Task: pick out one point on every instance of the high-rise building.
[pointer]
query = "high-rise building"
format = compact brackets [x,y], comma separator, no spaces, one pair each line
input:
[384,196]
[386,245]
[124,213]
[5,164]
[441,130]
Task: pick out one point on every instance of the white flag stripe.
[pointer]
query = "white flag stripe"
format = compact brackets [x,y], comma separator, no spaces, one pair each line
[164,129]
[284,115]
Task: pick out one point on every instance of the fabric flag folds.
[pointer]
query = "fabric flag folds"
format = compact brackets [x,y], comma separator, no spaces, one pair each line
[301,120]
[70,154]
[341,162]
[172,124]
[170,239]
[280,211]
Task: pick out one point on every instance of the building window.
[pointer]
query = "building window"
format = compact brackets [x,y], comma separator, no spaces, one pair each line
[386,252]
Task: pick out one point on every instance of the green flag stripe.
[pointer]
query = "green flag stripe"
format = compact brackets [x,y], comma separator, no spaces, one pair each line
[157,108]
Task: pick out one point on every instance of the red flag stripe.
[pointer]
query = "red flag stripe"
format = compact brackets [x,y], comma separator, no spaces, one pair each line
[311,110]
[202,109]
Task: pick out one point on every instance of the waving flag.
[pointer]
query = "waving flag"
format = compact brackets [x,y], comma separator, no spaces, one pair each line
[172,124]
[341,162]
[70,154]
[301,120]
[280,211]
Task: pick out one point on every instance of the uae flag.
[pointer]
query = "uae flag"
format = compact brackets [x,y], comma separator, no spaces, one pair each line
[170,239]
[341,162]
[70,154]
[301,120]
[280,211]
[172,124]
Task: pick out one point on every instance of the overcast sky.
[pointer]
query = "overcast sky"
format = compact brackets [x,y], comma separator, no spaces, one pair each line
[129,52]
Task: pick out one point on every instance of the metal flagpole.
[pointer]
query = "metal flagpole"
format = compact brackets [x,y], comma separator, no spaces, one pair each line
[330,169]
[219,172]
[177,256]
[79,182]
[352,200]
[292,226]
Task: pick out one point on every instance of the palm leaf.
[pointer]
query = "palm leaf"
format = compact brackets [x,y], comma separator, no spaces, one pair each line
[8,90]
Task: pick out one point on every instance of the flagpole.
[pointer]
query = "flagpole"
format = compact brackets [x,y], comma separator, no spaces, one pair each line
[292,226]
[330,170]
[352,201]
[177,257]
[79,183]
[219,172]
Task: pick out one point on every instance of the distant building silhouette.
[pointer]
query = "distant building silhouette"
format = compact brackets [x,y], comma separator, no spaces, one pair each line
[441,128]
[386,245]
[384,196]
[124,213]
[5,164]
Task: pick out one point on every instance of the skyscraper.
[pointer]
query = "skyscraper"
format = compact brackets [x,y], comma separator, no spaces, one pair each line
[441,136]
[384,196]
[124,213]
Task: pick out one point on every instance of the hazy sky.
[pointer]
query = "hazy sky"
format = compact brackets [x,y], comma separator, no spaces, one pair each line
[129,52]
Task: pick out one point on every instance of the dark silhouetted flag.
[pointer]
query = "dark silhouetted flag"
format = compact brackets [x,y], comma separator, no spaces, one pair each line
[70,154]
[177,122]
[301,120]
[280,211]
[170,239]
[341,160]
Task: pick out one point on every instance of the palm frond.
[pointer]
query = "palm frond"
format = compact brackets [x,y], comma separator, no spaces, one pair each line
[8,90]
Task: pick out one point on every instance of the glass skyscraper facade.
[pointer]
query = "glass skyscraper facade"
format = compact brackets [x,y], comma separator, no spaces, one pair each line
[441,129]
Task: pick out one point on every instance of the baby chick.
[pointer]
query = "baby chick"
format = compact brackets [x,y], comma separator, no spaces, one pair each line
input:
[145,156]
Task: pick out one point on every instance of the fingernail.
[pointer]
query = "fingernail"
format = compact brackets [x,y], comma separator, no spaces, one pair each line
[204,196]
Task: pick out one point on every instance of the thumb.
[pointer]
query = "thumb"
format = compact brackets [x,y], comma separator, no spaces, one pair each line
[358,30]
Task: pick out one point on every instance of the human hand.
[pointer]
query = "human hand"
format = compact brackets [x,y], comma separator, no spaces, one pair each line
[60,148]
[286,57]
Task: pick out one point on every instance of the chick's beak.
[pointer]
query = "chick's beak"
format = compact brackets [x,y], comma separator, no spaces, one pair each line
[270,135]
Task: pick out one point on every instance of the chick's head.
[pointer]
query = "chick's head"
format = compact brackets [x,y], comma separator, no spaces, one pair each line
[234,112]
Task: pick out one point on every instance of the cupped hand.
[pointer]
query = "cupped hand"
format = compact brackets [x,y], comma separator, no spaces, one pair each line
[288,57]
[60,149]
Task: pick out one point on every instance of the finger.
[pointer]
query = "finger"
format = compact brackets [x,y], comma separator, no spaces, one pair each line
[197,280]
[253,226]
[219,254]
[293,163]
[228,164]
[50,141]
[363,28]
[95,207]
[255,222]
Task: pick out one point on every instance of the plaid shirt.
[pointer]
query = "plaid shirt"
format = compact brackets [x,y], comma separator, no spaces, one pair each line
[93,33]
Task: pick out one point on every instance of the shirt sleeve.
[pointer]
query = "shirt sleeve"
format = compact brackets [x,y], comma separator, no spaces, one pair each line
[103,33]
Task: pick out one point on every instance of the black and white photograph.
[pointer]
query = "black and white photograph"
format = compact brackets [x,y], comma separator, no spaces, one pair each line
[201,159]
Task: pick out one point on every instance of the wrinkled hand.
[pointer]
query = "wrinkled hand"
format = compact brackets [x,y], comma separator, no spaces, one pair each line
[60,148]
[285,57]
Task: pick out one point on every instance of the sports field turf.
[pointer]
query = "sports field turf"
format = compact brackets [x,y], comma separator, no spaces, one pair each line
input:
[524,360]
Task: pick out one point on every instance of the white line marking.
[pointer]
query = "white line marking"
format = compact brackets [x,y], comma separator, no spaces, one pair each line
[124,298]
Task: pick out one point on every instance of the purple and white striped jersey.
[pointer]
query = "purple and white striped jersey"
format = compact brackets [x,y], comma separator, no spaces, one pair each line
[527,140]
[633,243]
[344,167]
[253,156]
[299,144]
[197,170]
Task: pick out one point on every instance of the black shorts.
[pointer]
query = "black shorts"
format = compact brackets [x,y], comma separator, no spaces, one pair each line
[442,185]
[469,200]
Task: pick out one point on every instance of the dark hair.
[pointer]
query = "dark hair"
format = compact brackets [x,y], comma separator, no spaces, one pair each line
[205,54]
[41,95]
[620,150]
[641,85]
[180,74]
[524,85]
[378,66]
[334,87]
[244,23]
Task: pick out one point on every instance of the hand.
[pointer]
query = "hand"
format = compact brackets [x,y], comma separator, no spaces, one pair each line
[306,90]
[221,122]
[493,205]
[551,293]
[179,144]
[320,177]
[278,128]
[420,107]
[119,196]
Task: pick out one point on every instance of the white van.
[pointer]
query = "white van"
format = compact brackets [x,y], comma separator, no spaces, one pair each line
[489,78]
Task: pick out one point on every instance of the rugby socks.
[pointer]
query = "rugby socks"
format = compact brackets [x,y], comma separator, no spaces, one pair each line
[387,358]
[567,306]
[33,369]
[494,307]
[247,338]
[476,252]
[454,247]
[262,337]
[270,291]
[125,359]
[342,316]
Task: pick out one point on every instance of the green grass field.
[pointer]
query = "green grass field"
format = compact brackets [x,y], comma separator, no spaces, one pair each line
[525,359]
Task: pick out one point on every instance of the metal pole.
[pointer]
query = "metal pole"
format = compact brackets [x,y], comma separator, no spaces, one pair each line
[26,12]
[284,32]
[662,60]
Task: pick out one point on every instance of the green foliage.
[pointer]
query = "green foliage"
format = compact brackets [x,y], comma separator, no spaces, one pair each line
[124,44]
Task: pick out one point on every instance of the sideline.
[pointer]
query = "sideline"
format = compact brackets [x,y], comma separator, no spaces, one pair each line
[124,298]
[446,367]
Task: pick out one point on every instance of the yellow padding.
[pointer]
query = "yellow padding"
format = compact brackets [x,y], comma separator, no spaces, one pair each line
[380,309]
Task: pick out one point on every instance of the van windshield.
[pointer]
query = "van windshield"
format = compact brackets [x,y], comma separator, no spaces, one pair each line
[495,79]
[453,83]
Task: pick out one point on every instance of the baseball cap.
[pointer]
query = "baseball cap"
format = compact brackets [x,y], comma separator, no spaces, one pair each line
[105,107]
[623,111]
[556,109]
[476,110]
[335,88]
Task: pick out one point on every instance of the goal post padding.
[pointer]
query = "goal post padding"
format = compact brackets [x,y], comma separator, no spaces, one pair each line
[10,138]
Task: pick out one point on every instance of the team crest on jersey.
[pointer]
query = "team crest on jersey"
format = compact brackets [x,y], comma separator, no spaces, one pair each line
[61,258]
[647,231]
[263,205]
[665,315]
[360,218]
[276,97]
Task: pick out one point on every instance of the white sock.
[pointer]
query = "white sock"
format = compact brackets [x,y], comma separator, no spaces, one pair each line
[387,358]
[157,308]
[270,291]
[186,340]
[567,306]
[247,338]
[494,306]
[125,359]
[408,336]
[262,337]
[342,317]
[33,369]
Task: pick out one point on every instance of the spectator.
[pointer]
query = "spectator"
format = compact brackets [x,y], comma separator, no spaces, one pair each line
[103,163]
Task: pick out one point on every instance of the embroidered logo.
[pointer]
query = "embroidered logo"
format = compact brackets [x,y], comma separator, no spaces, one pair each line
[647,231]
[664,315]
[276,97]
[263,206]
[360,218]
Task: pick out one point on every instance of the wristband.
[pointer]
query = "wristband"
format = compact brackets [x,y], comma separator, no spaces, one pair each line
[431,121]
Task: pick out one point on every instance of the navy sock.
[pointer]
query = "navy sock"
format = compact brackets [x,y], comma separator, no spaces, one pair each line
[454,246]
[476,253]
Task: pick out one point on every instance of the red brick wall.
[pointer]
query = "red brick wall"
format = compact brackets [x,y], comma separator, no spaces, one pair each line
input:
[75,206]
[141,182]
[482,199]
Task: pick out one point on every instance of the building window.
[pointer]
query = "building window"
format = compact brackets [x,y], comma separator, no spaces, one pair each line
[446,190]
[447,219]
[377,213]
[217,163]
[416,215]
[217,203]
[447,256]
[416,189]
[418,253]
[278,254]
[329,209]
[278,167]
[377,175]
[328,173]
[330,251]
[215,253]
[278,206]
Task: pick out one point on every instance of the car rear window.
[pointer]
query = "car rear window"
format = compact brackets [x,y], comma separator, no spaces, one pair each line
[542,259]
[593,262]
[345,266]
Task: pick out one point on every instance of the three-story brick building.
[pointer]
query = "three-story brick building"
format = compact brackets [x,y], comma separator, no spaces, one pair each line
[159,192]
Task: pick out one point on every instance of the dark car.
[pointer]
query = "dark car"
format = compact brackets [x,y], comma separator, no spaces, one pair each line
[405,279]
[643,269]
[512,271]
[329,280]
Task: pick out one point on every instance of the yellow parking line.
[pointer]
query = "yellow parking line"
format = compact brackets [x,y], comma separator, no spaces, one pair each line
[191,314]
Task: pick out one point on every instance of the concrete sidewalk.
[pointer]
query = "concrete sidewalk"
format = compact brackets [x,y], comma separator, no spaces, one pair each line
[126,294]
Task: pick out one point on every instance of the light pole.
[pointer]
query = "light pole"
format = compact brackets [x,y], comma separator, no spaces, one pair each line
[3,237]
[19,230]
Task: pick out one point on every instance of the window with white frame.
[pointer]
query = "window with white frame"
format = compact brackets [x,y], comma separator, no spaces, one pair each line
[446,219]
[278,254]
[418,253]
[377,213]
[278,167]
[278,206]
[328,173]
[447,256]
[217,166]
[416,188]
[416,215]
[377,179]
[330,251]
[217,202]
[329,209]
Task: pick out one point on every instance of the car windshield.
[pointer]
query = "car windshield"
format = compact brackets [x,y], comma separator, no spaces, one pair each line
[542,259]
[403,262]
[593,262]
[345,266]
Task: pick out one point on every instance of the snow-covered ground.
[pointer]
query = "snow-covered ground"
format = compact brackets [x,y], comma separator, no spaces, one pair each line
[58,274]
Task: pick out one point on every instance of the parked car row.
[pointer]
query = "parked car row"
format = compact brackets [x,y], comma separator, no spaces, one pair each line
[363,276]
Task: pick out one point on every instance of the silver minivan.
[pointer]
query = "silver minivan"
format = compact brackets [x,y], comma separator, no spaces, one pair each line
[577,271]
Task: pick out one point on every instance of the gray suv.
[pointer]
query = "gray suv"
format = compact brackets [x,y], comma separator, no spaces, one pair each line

▶ [OBJECTIVE]: Rewrite the records from the line containing "Task: pick out one point on every instance of the silver" through the end, inclusive, changing "minivan" to "station wagon" and leaving everything else as it is.

▶ [SOLUTION]:
Task: pick out one point on every instance of the silver station wagon.
[pointer]
query = "silver station wagon"
format = compact brackets [x,y], comma separator, no spaces, one pair each line
[577,271]
Task: pick out one point on every instance of the gray suv.
[pointer]
query = "gray suv"
format = compact brackets [x,y], comma separator, no spaces, one pair each line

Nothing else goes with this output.